Write out the passage on pornography's effects word for word, starting with "First, it exposed" and going on through "spiritual, is killed.".

* Given text:
•••
All of you reading this, male and female, have seen “porn.”
Don’t believe me?
Today 12 percent of websites are pornographic, and 40 million Americans are regular visitors — including 70 percent of 18- to 34-year-olds, who look at porn at least once a month, according to a recent survey by Cosmopolitan magazine (which, let's face it, is the authority here).
Fully 94 percent of therapists in another survey reported seeing an increase in people addicted to porn.
It has become a whole generation's sex education and could be the same for the next — they are fumbling around online, not in the back seat.
One estimate now puts the average age of first viewing at 11.
Imagine seeing "Last Tango in Paris" before your first kiss.
So let’s move on.
The real issue is “What did it do to you?”
I know, you say, “Nothing.”
But that’s naïve. Or worse, self-deception.
Why?
Because it did more to you than you know.
Countless studies connect porn with a new and negative attitude to intimate relationships, and neurological imaging confirms it.
Susan Fiske, professor of psychology at Princeton University, used MRI scans in 2010 to analyze men watching porn. Afterward, brain activity revealed, they looked at women more as objects than as people.
The new DSM-5 will add the diagnosis "Hypersexual Disorder," which includes compulsive pornography use.
Let’s be less technical.
First, it exposed you.
You saw things through porn you never saw before, and wouldn’t have seen otherwise. Once exposed, you were never the same. You can’t erase images from your mind, much less your soul. It’s like cutting your way through a forest with a hatchet. As far as you go in, is as far as you will go the next time.
Second, it numbed you.
Porn is like a shot of novocaine through your spirit. I know, you think it arouses you, but in truth, it deadens you. The more you see, the more it takes to titillate. Which means that the more you see, the more your natural spirit, sexual and spiritual, is killed.
•••
* Information shown:
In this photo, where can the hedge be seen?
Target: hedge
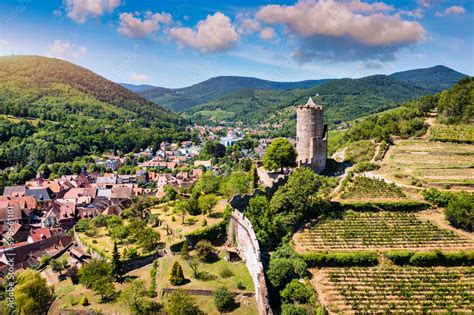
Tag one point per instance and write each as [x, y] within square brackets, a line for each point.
[409, 205]
[340, 259]
[433, 258]
[213, 233]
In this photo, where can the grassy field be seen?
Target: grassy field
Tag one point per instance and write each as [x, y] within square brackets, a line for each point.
[377, 230]
[452, 133]
[238, 268]
[396, 290]
[430, 163]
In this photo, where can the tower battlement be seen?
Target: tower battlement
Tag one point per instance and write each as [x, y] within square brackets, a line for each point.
[311, 136]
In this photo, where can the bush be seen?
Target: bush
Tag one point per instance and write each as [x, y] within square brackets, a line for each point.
[290, 309]
[205, 251]
[340, 259]
[176, 275]
[226, 273]
[366, 167]
[84, 301]
[295, 291]
[223, 299]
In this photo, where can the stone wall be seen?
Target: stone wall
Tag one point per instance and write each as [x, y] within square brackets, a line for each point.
[241, 233]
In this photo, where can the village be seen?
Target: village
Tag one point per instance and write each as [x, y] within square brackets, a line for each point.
[39, 214]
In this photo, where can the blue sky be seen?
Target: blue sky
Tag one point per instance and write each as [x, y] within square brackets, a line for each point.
[179, 43]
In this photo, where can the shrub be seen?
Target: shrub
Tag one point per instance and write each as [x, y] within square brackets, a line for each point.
[290, 309]
[226, 273]
[223, 299]
[340, 259]
[295, 291]
[84, 301]
[205, 251]
[176, 275]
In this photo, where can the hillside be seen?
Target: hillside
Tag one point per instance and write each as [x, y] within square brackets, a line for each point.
[184, 98]
[55, 111]
[137, 88]
[435, 79]
[343, 100]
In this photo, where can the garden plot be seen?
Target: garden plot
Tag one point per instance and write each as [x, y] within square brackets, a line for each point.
[377, 230]
[397, 290]
[435, 163]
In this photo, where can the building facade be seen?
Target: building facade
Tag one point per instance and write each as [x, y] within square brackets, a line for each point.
[311, 136]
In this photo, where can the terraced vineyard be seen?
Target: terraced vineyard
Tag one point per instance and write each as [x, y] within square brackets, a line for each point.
[377, 230]
[396, 290]
[452, 133]
[363, 187]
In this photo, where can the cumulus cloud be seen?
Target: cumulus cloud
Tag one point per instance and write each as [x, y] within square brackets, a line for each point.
[370, 65]
[67, 49]
[215, 33]
[247, 25]
[335, 30]
[453, 10]
[139, 77]
[267, 33]
[81, 10]
[134, 27]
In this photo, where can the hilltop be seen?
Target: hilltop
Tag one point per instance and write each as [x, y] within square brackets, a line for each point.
[55, 111]
[185, 98]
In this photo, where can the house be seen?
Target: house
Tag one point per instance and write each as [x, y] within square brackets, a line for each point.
[121, 196]
[112, 164]
[14, 191]
[42, 195]
[40, 234]
[206, 164]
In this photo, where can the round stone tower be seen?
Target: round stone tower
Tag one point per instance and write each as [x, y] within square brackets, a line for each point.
[311, 136]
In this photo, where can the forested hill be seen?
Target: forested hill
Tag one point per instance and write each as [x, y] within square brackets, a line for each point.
[48, 88]
[54, 111]
[184, 98]
[343, 100]
[434, 79]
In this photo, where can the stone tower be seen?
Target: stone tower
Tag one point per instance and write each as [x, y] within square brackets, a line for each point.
[311, 136]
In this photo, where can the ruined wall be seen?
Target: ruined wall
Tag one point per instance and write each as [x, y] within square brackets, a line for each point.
[241, 233]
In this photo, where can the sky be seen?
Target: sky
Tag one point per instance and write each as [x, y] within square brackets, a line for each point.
[180, 43]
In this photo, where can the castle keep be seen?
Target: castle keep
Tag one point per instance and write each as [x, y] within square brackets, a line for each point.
[311, 136]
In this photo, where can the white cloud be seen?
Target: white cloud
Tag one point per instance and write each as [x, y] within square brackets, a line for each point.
[3, 44]
[67, 49]
[139, 77]
[134, 27]
[247, 25]
[453, 10]
[267, 33]
[81, 10]
[339, 30]
[215, 33]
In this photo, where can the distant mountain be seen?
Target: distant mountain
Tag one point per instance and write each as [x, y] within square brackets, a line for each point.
[42, 86]
[137, 88]
[435, 79]
[54, 111]
[184, 98]
[343, 100]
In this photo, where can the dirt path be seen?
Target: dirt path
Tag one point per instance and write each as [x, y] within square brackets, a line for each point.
[381, 176]
[340, 155]
[377, 150]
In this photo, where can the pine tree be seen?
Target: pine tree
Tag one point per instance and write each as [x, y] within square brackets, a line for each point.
[117, 268]
[176, 275]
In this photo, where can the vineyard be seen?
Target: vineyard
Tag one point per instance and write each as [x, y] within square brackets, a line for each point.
[378, 230]
[452, 133]
[363, 187]
[398, 290]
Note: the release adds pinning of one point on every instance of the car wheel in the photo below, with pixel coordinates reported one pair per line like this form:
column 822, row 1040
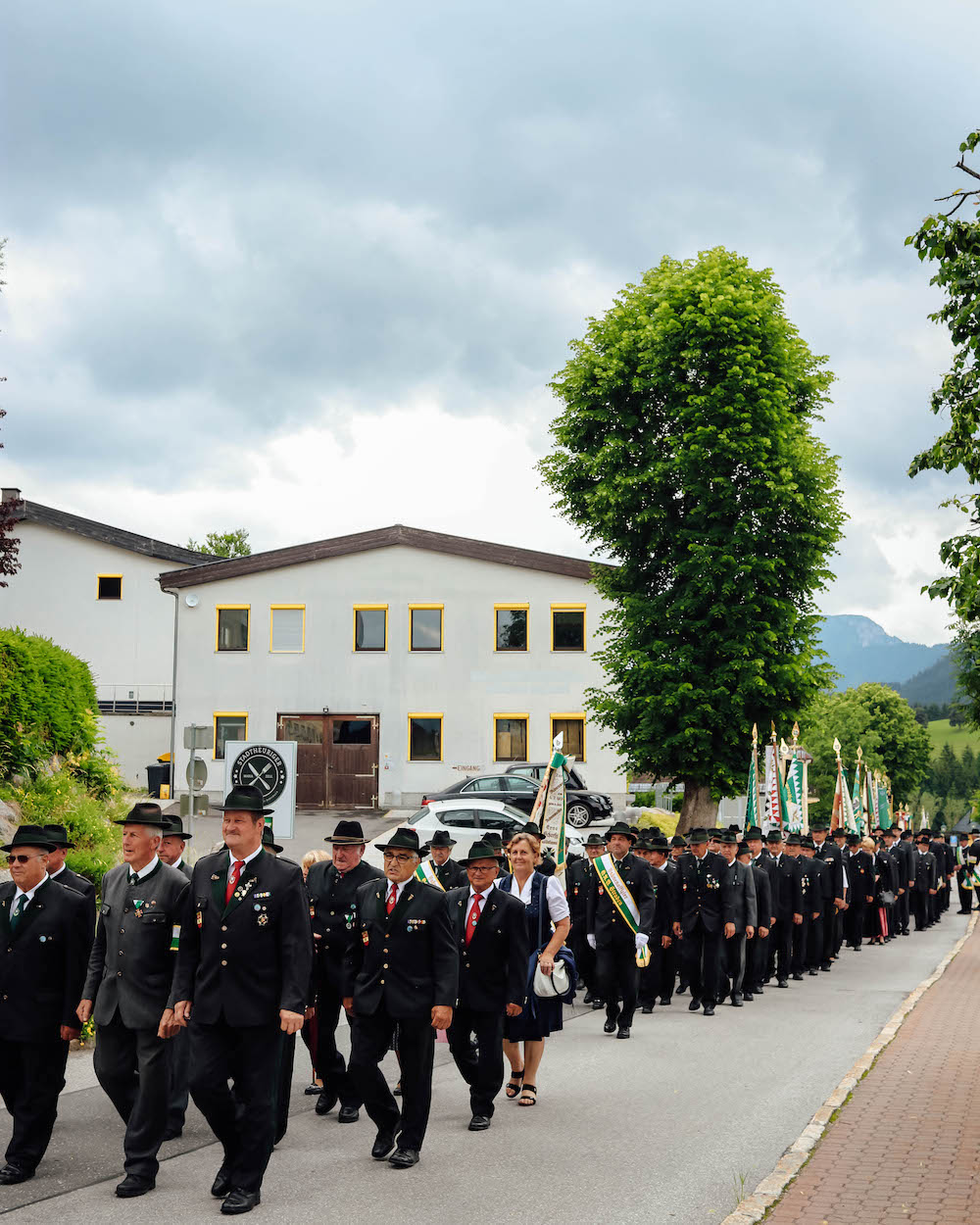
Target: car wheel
column 578, row 816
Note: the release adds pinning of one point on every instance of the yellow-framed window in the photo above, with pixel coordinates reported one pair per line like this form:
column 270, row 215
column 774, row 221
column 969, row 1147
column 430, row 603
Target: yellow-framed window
column 233, row 627
column 287, row 628
column 573, row 731
column 511, row 627
column 229, row 725
column 425, row 736
column 567, row 626
column 510, row 738
column 425, row 626
column 371, row 627
column 108, row 587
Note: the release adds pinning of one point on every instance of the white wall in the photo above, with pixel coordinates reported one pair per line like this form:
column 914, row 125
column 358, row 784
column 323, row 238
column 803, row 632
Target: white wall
column 468, row 681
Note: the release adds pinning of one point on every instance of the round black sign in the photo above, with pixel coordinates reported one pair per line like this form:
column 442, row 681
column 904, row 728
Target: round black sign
column 263, row 767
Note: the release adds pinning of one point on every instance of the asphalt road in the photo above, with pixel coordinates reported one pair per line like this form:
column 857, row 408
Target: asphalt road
column 660, row 1128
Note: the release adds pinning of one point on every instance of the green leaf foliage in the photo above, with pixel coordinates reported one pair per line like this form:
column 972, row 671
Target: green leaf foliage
column 878, row 720
column 685, row 452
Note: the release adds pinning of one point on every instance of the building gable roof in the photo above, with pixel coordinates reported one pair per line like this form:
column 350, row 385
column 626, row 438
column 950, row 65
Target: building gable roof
column 380, row 538
column 33, row 513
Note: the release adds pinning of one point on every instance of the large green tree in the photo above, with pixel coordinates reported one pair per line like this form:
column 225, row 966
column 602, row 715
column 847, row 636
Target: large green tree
column 878, row 720
column 951, row 239
column 685, row 452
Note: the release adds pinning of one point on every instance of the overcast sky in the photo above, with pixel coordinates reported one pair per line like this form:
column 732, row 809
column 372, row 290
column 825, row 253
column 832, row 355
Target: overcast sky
column 308, row 266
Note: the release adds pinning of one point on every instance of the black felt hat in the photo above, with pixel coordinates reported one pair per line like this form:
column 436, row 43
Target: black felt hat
column 59, row 837
column 347, row 833
column 145, row 814
column 244, row 799
column 402, row 839
column 29, row 836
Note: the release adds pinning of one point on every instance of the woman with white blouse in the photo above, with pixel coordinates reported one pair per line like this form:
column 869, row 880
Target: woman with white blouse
column 545, row 906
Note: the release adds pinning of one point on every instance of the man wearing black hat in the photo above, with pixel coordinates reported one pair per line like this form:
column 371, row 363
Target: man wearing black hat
column 243, row 975
column 332, row 890
column 58, row 871
column 491, row 936
column 925, row 882
column 172, row 846
column 130, row 971
column 451, row 875
column 577, row 883
column 704, row 917
column 615, row 941
column 401, row 969
column 788, row 906
column 43, row 955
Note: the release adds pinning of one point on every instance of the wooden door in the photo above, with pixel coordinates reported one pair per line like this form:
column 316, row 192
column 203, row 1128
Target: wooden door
column 352, row 760
column 309, row 731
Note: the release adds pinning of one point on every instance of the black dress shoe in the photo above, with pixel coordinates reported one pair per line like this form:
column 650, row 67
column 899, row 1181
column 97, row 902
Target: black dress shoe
column 326, row 1102
column 11, row 1174
column 131, row 1186
column 239, row 1200
column 383, row 1145
column 221, row 1184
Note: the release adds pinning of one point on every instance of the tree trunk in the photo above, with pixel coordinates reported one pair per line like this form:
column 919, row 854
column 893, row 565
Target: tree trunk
column 699, row 808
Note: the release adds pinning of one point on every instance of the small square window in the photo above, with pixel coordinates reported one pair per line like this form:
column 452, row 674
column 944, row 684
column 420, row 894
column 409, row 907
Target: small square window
column 567, row 628
column 111, row 587
column 229, row 726
column 511, row 628
column 426, row 628
column 425, row 738
column 233, row 628
column 370, row 628
column 510, row 738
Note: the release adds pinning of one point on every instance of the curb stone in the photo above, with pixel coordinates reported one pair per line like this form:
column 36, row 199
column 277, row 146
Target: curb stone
column 754, row 1206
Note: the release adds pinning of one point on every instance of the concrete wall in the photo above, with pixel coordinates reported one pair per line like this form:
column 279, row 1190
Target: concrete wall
column 466, row 681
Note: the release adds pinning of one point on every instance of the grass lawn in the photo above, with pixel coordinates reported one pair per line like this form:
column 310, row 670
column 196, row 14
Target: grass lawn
column 956, row 738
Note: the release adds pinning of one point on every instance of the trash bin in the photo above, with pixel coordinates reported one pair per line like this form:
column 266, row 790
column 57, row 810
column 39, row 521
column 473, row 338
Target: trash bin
column 155, row 775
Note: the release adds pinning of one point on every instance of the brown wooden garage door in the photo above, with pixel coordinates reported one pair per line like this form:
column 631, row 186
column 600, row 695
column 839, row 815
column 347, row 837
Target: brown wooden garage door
column 336, row 759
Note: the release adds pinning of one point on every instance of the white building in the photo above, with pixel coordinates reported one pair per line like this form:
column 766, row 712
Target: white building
column 92, row 589
column 397, row 660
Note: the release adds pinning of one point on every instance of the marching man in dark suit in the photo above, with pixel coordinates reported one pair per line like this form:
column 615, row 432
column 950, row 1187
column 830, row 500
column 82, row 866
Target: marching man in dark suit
column 172, row 846
column 130, row 973
column 332, row 890
column 241, row 979
column 491, row 936
column 451, row 873
column 616, row 942
column 402, row 969
column 43, row 955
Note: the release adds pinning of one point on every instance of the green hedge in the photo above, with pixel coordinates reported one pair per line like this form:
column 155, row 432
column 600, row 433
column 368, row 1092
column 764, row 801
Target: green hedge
column 47, row 702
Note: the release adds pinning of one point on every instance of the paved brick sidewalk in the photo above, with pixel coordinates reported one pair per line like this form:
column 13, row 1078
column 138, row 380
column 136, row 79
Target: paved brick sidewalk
column 906, row 1146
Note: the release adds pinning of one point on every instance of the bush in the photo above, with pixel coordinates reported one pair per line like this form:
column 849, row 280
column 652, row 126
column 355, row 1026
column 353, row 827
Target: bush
column 63, row 798
column 48, row 702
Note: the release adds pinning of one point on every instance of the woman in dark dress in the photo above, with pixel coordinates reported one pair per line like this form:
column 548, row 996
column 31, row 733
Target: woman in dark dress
column 547, row 906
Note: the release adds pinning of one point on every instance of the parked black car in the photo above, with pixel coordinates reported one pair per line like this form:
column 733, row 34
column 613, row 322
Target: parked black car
column 518, row 788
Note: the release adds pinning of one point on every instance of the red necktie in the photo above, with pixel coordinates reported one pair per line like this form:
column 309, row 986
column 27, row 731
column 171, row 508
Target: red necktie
column 474, row 915
column 233, row 878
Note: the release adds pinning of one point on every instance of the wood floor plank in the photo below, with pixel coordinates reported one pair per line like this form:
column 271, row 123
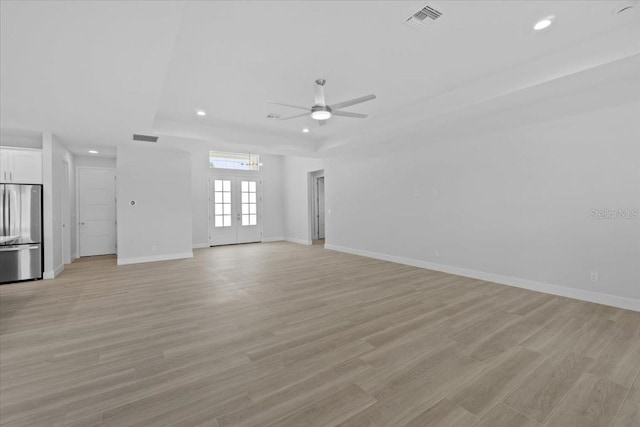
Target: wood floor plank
column 284, row 333
column 503, row 416
column 482, row 392
column 592, row 402
column 543, row 389
column 443, row 414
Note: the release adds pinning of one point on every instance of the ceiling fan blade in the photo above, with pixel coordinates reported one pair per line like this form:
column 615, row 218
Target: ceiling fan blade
column 352, row 102
column 294, row 117
column 319, row 94
column 348, row 114
column 289, row 105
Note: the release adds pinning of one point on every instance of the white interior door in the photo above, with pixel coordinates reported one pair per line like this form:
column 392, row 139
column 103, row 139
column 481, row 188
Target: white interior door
column 97, row 211
column 320, row 205
column 234, row 210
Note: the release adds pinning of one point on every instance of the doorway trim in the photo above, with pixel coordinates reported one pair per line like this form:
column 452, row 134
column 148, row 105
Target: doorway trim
column 66, row 213
column 77, row 221
column 313, row 203
column 232, row 174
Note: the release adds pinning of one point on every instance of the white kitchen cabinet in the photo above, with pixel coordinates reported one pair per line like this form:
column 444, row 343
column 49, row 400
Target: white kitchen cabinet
column 20, row 165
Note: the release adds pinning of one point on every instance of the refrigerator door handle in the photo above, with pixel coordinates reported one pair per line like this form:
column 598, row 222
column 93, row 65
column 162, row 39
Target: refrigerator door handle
column 17, row 248
column 5, row 212
column 8, row 215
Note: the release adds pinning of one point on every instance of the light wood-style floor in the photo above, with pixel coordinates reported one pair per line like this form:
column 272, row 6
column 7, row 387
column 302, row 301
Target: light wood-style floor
column 288, row 335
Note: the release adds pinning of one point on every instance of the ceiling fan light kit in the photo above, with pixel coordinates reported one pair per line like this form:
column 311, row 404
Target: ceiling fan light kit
column 320, row 111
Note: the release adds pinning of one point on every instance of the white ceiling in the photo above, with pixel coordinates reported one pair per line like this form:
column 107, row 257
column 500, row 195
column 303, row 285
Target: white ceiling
column 96, row 72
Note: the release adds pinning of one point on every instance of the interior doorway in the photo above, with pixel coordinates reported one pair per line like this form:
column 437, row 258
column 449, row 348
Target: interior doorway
column 235, row 214
column 317, row 181
column 66, row 213
column 320, row 207
column 97, row 211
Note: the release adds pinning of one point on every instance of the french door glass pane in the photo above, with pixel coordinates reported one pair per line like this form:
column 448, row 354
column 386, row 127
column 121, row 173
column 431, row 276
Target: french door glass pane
column 249, row 203
column 222, row 206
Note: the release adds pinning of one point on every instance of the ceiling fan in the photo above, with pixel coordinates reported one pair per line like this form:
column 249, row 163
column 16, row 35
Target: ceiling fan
column 321, row 111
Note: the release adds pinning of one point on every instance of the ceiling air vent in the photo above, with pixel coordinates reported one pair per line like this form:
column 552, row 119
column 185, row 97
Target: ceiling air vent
column 145, row 138
column 424, row 15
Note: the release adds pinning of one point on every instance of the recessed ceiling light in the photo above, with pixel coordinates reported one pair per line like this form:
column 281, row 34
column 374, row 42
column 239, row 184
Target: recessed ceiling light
column 321, row 114
column 543, row 23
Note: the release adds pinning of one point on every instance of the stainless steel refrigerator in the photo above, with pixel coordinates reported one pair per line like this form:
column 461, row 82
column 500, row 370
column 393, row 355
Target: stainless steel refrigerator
column 20, row 232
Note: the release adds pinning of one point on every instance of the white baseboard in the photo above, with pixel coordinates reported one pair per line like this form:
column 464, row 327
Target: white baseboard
column 139, row 260
column 52, row 274
column 299, row 241
column 564, row 291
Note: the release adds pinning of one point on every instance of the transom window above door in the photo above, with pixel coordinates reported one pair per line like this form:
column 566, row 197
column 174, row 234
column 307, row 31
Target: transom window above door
column 237, row 161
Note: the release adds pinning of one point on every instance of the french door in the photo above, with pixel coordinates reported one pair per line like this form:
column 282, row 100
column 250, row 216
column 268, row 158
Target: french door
column 234, row 210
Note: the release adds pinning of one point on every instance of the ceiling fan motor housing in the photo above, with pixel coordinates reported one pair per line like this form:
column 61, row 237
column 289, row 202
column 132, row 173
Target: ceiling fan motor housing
column 320, row 112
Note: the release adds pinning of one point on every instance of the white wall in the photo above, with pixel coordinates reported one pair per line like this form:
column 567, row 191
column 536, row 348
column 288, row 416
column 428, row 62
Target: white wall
column 511, row 206
column 159, row 225
column 296, row 190
column 95, row 162
column 54, row 154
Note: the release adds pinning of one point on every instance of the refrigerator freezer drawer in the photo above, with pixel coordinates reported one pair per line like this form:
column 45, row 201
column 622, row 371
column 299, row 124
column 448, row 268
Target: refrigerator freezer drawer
column 20, row 262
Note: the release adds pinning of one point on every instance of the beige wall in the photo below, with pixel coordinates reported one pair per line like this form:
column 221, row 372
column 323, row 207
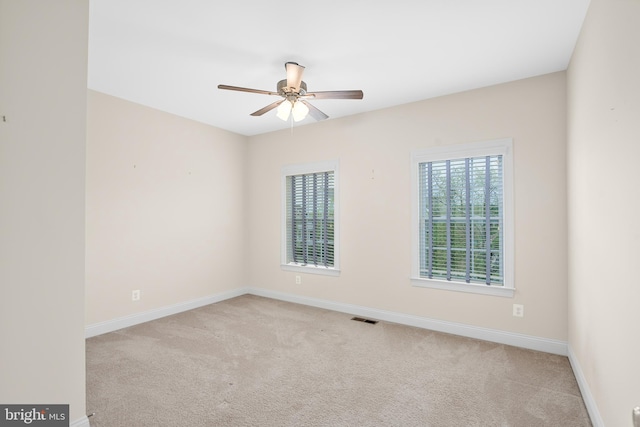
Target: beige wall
column 374, row 152
column 43, row 81
column 604, row 231
column 165, row 209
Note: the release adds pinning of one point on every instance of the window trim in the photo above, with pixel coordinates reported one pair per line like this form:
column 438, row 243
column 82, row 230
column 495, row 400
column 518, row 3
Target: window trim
column 502, row 147
column 307, row 168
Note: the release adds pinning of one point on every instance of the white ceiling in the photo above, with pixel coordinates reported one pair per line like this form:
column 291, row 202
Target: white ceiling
column 172, row 54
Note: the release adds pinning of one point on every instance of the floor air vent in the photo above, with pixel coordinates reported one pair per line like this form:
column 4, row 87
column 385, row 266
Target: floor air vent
column 361, row 319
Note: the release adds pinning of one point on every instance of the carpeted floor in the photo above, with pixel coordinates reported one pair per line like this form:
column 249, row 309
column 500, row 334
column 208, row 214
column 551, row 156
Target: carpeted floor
column 253, row 361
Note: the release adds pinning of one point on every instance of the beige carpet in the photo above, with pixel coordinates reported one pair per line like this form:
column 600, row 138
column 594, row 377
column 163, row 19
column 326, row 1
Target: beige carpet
column 253, row 361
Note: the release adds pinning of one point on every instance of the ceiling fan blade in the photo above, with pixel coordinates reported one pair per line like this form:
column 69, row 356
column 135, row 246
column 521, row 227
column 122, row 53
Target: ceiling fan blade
column 267, row 108
column 246, row 89
column 337, row 94
column 314, row 112
column 294, row 75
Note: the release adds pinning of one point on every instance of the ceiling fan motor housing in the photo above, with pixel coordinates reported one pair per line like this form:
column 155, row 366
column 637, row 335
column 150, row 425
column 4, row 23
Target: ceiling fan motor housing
column 284, row 90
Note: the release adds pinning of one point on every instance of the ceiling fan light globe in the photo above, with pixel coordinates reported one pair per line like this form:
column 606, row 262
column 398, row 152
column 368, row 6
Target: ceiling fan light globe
column 299, row 111
column 284, row 110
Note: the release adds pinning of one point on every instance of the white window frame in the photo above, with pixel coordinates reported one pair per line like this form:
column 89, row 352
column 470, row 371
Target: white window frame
column 307, row 168
column 502, row 147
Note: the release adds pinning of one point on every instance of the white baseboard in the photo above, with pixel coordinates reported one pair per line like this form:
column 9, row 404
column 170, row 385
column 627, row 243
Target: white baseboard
column 587, row 397
column 509, row 338
column 82, row 422
column 135, row 319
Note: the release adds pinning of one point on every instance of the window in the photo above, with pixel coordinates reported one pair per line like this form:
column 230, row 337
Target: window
column 463, row 234
column 310, row 206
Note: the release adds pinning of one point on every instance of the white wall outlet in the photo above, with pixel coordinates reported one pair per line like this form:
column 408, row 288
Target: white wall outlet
column 518, row 310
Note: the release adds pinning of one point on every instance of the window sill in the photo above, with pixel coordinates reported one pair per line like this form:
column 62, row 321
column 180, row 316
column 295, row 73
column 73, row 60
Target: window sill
column 473, row 288
column 311, row 269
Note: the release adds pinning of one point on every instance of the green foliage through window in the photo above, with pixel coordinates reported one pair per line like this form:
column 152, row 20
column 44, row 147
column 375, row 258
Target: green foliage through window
column 310, row 219
column 461, row 220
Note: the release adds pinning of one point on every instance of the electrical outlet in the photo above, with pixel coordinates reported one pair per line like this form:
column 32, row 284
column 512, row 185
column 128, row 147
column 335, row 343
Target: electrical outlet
column 518, row 310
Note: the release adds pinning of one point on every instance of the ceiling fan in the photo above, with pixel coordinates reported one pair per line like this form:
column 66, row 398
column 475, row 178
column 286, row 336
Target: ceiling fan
column 294, row 90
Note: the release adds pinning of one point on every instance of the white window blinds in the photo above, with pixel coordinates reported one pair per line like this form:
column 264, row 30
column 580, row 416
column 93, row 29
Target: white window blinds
•••
* Your response:
First, it exposed you.
You saw things through porn you never saw before, and wouldn’t have seen otherwise. Once exposed, you were never the same. You can’t erase images from your mind, much less your soul. It’s like cutting your way through a forest with a hatchet. As far as you go in, is as far as you will go the next time.
Second, it numbed you.
Porn is like a shot of novocaine through your spirit. I know, you think it arouses you, but in truth, it deadens you. The more you see, the more it takes to titillate. Which means that the more you see, the more your natural spirit, sexual and spiritual, is killed.